Tasks for this exercise:
A – From the P-TOMS commentary, extract word for word the portion starting with "While Wijedasa faults" and going on through "unprecedented tsunami disaster?".
B – According to the P-TOMS commentary, where and when did Anton Balasingham drop the demand for a separate State?

Quoted text:
It is not proposed to go into the details of P-TOMS, given the interim stay order
obtained by the JVP from the Supreme Count, Moreover, UPFA Presidential candidate
Rajapakse has vowed to scrap it, if elected as President, in exchange for support from
the JVP and the JHU, for his candidature.

While Wijedasa faults the Government for not extending P-TOMS to the South and
West, he also complains that it cannot be forced down the throats of the Eastern
Province because, it has a combined 60% Muslim-Sinhala population. Didn't the
tsunami teach a resounding lesson not to go by communal considerations etc. Why
resort to parochial, inflammatory inputs, even in the matter of delivering relief,
following the most unprecedented tsunami disaster?

The Federal demand made by Tamils, in the early 1950s, was misrepresented by
opportunist politicians in the South, as separatist poison, just to gain pyrrhic political
mileage. Wijedasa laments now that there is no firm commitment from the LTTE to
federalism. Why forget that LTTE chief spokesperson, Anton Balasingham, dropped
the demand for a separate State in the very first round of talks at Sattahip, in
September 2002, and later subscribed to the Oslo/Tokyo documents concerning the
question of exploring a federal solution, in the areas of historical habitation of Tamils,
acceptable to all communities.

Now, come to think of it, Singapore and Malaysia were far behind Sri Lanka (then
Ceylon) in the 1950s. In fact, Singapore's former Premier Lee Quan Yew's target then,
was to catch up with Sri Lanka. Lo and behold, Singapore has since traversed from
third world to first world status, prides Lee in his recent memoirs.

Stored entries:
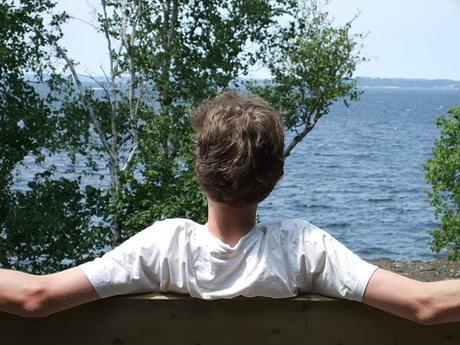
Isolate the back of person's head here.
[192,92,284,207]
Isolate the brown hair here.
[192,92,284,207]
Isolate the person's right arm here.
[363,269,460,325]
[0,267,99,317]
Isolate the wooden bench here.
[0,294,460,345]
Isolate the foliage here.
[0,172,110,273]
[247,1,364,157]
[425,106,460,260]
[0,0,103,272]
[0,0,362,272]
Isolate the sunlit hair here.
[192,92,284,207]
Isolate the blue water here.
[16,87,460,260]
[259,88,460,260]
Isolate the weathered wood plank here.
[0,294,460,345]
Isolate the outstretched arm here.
[0,267,99,317]
[363,269,460,325]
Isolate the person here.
[0,92,460,324]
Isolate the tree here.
[1,0,361,271]
[425,106,460,260]
[0,0,109,273]
[247,1,365,157]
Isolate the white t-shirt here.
[80,219,377,301]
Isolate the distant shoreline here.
[368,258,460,281]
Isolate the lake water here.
[16,87,460,260]
[260,88,460,260]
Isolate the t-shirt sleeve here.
[303,224,377,302]
[79,224,161,298]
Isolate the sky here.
[57,0,460,80]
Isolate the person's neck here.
[208,198,257,247]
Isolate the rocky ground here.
[369,259,460,281]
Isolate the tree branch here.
[56,45,118,168]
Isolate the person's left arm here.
[0,267,100,317]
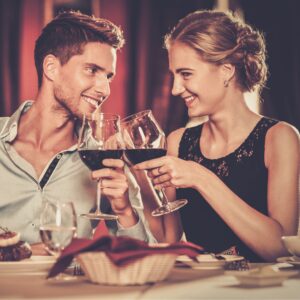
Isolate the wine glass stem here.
[96,179,101,215]
[159,188,169,206]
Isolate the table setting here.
[0,222,300,299]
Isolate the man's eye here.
[181,72,192,79]
[87,67,97,74]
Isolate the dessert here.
[0,226,32,261]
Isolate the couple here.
[0,11,299,261]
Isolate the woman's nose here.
[172,78,185,96]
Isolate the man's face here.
[53,42,117,119]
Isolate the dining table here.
[0,263,300,300]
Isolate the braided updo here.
[165,10,267,91]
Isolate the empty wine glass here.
[78,111,123,220]
[40,201,77,257]
[121,110,187,216]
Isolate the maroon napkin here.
[48,235,204,278]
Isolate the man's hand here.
[92,159,138,227]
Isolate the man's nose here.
[95,76,110,97]
[172,77,185,96]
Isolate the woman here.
[135,11,300,261]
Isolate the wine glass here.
[121,110,187,216]
[40,201,77,258]
[78,111,123,220]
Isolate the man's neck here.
[17,95,77,152]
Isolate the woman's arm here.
[189,123,300,261]
[139,122,300,261]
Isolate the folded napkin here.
[48,235,204,278]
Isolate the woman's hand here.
[134,155,203,189]
[30,243,50,256]
[92,159,137,227]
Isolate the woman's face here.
[168,42,226,117]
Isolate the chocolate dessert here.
[0,227,32,261]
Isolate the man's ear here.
[43,54,60,81]
[222,64,235,82]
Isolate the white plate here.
[225,267,298,286]
[277,256,300,267]
[0,255,55,275]
[176,254,244,269]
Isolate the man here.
[0,12,155,254]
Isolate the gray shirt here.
[0,101,155,243]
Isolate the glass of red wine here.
[78,111,123,220]
[121,110,187,217]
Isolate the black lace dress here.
[176,117,278,262]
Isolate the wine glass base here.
[80,213,119,220]
[151,199,188,217]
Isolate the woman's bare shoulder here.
[265,121,300,162]
[167,127,185,156]
[266,121,299,142]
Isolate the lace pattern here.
[180,117,277,177]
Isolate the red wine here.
[125,148,167,165]
[79,149,123,171]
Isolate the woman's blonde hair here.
[164,10,267,91]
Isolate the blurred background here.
[0,0,300,133]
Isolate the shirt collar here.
[0,100,33,142]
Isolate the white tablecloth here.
[0,268,300,300]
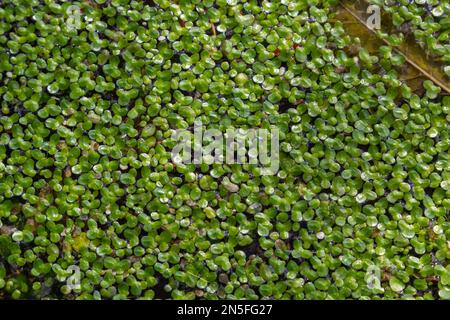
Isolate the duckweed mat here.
[0,0,450,300]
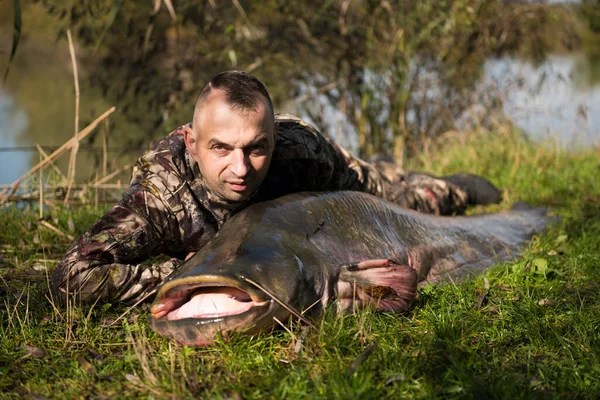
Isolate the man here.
[50,71,499,302]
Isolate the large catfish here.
[150,192,546,346]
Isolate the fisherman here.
[50,71,500,303]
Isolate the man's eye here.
[250,143,267,154]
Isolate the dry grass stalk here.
[39,153,44,219]
[92,163,133,188]
[102,119,110,200]
[0,106,116,204]
[35,143,67,183]
[65,29,79,204]
[40,220,75,240]
[164,0,177,22]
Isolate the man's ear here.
[183,124,196,158]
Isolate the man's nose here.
[229,149,250,178]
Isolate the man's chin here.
[221,189,254,203]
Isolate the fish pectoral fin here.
[337,259,417,312]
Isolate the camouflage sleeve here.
[278,115,468,215]
[50,187,179,302]
[274,114,385,197]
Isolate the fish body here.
[150,192,547,346]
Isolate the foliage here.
[10,0,587,158]
[0,128,600,399]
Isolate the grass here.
[0,131,600,399]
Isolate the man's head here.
[184,71,277,201]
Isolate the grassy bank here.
[0,132,600,398]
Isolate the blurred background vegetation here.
[0,0,600,180]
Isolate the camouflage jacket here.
[50,115,467,302]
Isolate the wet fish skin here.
[150,192,547,346]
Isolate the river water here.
[0,51,600,184]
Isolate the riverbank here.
[0,129,600,399]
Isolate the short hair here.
[195,71,274,114]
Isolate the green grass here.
[0,133,600,399]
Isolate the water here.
[0,88,30,184]
[484,55,600,149]
[0,55,600,184]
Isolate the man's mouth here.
[227,182,248,192]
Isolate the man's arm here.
[50,186,179,302]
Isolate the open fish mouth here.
[151,279,270,321]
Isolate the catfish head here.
[150,200,417,346]
[150,212,327,346]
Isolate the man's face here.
[185,90,276,201]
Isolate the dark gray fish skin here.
[150,192,547,346]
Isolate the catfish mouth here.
[150,278,271,322]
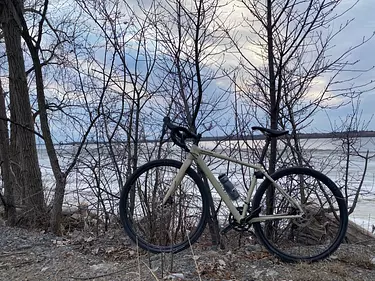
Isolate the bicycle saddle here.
[251,126,289,138]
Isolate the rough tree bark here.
[2,0,45,224]
[0,80,16,226]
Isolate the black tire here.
[253,167,348,262]
[120,159,209,253]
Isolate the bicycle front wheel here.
[120,159,209,253]
[253,167,348,262]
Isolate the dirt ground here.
[0,223,375,281]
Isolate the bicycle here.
[119,117,348,262]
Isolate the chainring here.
[228,207,251,232]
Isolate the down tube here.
[195,156,241,223]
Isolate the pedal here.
[220,224,233,235]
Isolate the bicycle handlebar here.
[163,117,201,151]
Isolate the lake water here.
[38,138,375,231]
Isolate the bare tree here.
[0,1,45,223]
[228,0,372,173]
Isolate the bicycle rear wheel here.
[120,159,209,253]
[253,167,348,262]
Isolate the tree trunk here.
[0,80,16,226]
[2,2,45,224]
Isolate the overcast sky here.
[311,0,375,131]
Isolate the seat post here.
[258,135,271,165]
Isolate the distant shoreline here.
[37,131,375,145]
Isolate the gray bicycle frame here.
[163,144,304,224]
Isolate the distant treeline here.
[48,131,375,145]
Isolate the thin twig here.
[187,233,202,281]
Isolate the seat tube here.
[163,153,194,205]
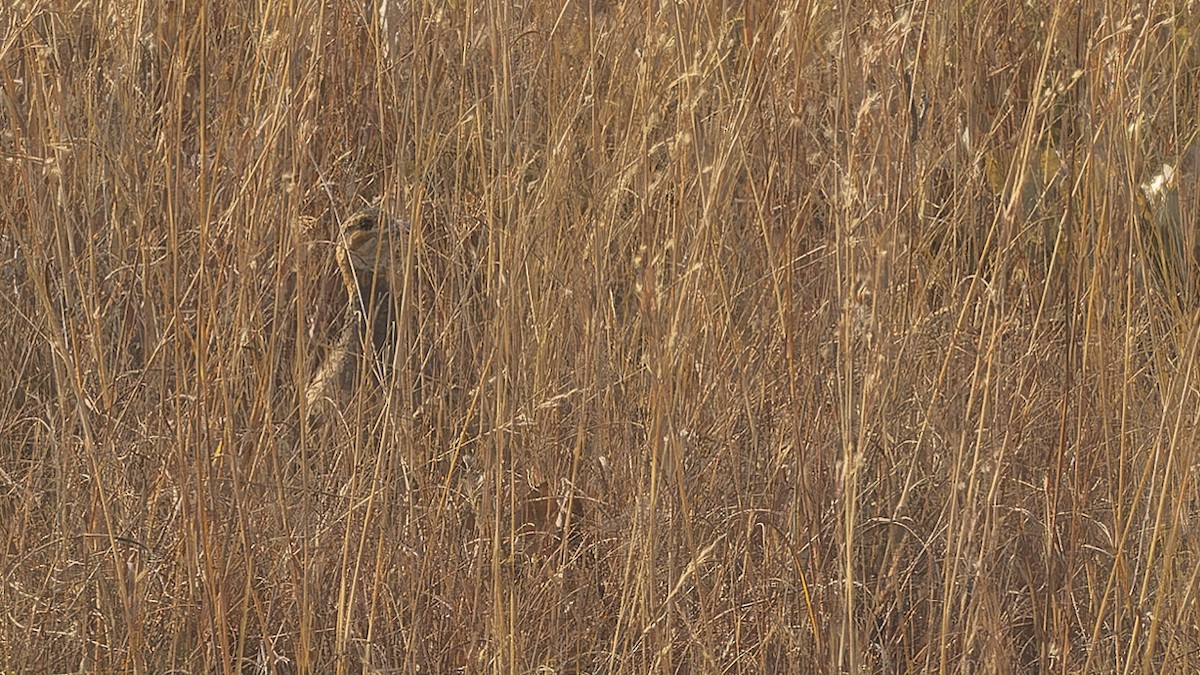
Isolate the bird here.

Task solutions:
A –
While Wijedasa faults the Government for not extending P-TOMS to the South and
West, he also complains that it cannot be forced down the throats of the Eastern
Province because, it has a combined 60% Muslim-Sinhala population. Didn't the
tsunami teach a resounding lesson not to go by communal considerations etc. Why
resort to parochial, inflammatory inputs, even in the matter of delivering relief,
following the most unprecedented tsunami disaster?

B – In the very first round of talks at Sattahip, in September 2002.